:: Document excerpt ::
Species of annelid worm

Amynthas mekongianus, the Mekong worm or Mekong giant earthworm, previously known as Megascolex mekongianus, is a species of earthworm in the family Megascolecidae. A large species which reaches lengths of 2.9 m, it is native to the Mekong river basin in southeastern Asia and may inhabit waterlogged soils and submerged habitats.

==Description==
The Mekong giant earthworm may grow to a length of up to 2.9 m. Compared to their great length, these worms are relatively slender. The type specimen was one metre long and 8 mm wide at the broadest point (segment 5). It had 370 segments and was a greyish colour, rather paler on the ventral surface. The prostomium was poorly preserved. The second segment had 46 setae (bristles) in an incomplete ring with a gap on the ventral surface. Segments 3 to 25 bore about 100 setae each, arranged in a complete ring. The male pores were on segment 17, but this specimen was immature and lacked a clitellum. Other specimens may have more than 500 segments.

:: Dataset content ::
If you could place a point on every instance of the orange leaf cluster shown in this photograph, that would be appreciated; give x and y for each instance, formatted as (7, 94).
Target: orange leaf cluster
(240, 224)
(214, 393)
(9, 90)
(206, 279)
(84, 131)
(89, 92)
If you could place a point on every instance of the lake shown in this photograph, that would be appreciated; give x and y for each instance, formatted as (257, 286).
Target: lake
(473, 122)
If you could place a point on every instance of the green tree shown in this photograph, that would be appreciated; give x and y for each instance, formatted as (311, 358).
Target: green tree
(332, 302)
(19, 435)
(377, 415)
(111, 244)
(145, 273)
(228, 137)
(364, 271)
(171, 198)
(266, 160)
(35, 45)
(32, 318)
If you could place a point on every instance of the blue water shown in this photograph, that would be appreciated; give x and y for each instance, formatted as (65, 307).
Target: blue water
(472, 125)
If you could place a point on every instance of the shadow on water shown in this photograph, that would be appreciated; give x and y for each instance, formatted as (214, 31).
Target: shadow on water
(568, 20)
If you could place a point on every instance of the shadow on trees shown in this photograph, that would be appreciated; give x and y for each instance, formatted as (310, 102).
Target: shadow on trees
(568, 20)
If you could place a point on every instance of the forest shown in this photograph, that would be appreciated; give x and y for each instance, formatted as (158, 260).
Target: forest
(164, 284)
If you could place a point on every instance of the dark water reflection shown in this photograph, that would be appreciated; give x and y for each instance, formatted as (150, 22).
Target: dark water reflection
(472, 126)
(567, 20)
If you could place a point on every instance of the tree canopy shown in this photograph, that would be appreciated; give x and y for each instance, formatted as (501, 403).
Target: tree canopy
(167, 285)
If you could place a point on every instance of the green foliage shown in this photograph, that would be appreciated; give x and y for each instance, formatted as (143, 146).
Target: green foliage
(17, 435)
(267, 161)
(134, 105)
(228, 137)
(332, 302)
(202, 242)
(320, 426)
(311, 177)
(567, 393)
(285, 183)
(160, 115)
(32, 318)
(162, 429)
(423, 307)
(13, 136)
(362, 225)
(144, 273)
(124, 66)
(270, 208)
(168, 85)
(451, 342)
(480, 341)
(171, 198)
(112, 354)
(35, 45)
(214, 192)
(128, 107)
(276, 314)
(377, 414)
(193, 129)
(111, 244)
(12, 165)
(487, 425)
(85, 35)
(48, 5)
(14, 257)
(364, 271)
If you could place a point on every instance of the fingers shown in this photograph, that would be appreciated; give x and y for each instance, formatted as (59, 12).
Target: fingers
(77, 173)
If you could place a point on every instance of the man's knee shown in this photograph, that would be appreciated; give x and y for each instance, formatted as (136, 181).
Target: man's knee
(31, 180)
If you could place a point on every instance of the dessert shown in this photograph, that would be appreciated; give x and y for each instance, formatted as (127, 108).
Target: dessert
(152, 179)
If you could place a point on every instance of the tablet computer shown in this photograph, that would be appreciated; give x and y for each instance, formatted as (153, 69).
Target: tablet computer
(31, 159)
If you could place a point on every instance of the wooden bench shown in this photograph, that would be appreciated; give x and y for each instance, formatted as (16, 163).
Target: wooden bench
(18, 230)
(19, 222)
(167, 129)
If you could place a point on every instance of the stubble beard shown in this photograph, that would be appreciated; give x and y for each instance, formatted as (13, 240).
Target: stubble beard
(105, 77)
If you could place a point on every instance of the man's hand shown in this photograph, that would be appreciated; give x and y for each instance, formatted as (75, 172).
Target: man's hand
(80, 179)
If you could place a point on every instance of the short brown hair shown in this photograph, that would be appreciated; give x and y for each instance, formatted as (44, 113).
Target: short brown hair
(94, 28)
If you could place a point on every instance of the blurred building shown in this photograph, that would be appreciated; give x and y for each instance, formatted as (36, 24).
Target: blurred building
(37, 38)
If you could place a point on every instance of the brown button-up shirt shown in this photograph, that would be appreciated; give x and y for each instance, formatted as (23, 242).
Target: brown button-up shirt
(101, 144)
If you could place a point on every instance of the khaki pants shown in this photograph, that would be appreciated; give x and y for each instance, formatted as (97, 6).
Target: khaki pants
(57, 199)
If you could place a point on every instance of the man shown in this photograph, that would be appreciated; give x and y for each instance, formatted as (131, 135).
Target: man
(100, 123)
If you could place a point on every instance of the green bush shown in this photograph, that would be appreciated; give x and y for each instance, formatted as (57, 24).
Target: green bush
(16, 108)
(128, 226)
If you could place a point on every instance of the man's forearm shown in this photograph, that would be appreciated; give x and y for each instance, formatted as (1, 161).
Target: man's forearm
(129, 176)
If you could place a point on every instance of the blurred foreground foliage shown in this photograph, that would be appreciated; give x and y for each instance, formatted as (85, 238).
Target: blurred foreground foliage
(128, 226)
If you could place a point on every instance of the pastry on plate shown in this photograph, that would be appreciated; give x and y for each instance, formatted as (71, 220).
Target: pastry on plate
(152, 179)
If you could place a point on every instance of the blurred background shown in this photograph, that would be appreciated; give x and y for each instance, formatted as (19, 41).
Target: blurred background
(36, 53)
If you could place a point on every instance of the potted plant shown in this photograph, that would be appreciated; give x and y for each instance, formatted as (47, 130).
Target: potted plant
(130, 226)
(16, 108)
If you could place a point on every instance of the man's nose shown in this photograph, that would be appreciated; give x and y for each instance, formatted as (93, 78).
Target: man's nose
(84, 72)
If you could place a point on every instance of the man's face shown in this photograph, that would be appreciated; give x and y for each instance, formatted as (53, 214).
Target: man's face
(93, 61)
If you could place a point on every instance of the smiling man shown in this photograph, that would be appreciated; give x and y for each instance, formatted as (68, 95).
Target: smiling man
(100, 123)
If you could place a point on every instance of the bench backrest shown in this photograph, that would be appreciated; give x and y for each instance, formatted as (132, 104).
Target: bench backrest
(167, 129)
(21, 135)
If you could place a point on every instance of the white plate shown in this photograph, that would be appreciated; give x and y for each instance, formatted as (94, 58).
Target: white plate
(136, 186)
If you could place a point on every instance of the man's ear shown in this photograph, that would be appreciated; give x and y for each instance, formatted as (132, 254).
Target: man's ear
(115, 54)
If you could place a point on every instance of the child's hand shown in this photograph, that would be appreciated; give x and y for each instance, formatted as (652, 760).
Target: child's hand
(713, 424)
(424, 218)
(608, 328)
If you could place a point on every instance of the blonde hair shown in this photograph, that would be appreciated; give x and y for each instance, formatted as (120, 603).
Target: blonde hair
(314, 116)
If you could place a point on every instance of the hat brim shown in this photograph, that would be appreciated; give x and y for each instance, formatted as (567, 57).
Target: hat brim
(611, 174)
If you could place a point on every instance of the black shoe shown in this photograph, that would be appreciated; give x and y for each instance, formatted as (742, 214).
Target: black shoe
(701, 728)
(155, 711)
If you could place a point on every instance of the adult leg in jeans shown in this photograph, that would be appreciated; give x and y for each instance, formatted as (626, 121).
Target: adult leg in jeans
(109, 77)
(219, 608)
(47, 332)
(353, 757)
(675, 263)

* * *

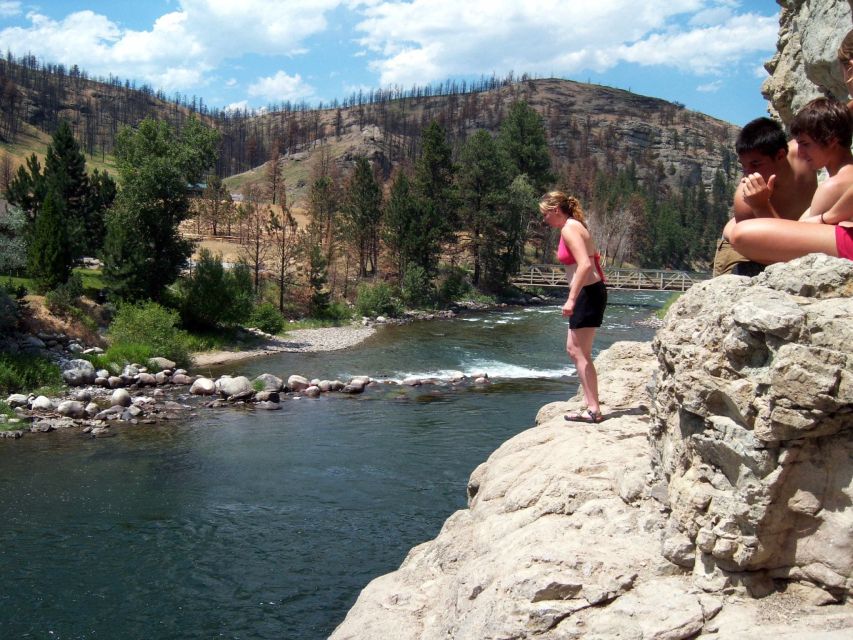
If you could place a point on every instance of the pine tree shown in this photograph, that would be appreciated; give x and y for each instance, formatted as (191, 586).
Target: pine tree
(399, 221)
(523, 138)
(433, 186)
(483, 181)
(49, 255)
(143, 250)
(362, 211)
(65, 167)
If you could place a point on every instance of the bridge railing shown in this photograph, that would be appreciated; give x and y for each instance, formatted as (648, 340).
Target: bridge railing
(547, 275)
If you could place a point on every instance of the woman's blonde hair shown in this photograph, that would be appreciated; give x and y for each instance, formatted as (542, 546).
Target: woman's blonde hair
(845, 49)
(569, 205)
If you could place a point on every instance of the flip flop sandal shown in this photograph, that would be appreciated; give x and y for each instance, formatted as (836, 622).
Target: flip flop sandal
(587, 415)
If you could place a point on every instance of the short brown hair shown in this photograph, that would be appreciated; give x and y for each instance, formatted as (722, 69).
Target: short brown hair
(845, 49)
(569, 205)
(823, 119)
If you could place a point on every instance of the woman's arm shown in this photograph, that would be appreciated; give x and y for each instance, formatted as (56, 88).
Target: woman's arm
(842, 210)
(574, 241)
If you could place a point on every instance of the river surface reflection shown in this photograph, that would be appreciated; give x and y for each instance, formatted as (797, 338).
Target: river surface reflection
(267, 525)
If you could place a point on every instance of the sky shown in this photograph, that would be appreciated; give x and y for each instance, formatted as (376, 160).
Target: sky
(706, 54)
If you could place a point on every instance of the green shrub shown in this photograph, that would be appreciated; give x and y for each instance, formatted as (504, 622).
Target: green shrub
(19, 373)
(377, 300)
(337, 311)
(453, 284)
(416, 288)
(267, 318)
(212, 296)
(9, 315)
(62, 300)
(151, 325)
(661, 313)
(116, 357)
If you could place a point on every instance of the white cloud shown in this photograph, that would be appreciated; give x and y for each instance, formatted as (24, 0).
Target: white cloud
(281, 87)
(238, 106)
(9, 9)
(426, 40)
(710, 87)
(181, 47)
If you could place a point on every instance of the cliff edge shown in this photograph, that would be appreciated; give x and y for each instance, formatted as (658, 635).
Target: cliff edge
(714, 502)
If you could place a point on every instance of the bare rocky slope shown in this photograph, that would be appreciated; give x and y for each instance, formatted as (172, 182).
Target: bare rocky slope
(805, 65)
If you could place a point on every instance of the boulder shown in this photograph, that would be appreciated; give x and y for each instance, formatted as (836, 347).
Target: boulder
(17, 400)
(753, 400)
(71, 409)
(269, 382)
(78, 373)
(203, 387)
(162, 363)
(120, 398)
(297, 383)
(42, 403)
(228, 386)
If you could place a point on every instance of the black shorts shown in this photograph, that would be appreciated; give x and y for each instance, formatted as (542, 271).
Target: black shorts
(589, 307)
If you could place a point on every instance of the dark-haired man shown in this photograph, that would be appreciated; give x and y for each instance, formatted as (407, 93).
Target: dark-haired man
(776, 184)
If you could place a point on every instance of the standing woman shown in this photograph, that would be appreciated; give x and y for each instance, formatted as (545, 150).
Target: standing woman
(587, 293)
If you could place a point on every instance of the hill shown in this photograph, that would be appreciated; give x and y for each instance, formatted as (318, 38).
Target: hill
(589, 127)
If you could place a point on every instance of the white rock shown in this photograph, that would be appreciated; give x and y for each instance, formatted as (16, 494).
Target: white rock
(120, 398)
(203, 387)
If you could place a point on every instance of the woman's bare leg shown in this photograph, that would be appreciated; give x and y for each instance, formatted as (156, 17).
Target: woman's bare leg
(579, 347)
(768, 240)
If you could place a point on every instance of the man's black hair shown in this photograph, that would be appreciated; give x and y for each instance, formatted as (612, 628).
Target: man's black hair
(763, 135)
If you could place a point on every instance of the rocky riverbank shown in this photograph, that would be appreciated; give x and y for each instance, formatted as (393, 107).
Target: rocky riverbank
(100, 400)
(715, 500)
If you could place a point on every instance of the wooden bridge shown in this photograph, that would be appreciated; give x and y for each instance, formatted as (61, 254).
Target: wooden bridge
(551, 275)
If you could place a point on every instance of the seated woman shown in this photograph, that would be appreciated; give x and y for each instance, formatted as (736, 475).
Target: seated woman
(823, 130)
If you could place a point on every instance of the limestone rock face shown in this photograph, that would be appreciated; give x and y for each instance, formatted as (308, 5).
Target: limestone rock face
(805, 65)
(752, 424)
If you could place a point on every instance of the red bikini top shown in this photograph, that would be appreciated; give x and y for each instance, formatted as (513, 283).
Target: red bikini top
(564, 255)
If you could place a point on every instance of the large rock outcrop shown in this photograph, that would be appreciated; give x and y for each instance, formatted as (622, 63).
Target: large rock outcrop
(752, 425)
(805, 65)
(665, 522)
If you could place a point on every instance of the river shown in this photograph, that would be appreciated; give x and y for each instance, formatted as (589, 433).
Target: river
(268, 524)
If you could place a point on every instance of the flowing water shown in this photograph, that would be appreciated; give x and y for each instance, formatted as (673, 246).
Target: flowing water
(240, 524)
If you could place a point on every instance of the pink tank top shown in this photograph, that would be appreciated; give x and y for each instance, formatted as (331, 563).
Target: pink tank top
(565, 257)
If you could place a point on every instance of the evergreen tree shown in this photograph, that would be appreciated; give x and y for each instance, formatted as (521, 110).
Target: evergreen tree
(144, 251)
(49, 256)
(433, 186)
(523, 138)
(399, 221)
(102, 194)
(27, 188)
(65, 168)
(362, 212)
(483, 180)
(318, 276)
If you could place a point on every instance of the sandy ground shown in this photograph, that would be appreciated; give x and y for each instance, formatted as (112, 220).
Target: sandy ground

:: What to produce ::
Continue the passage on the Mekong giant earthworm, starting after its last sentence.

:: Reply ::
==Distribution and habitat==
The type specimen was recorded as being from "Ban Leum on Mekong River, Annam". This was mistakenly believed to refer to a village in Central Vietnam well away from the River Mekong, but it has been found that "Ban leum" means "[I] forget the place" in the local dialect, and the type locality is thought to actually be in Thailand or Laos. The river forms a delta at that point and contains extensive mud- and sand flats with embankments where the worms live.

==Ecology==
Unlike most other species of giant earthworm, which generally inhabit pastureland, the Mekong worm burrows into the Mekong's muddy banks. The worm forms complex networks of tunnels and brings large quantities of ingested soil to the surface in the form of worm castings. The worms may be collected from the mud, but are more easily collected from underwater at depths around 40 cm. Little is known of the worm's ecology.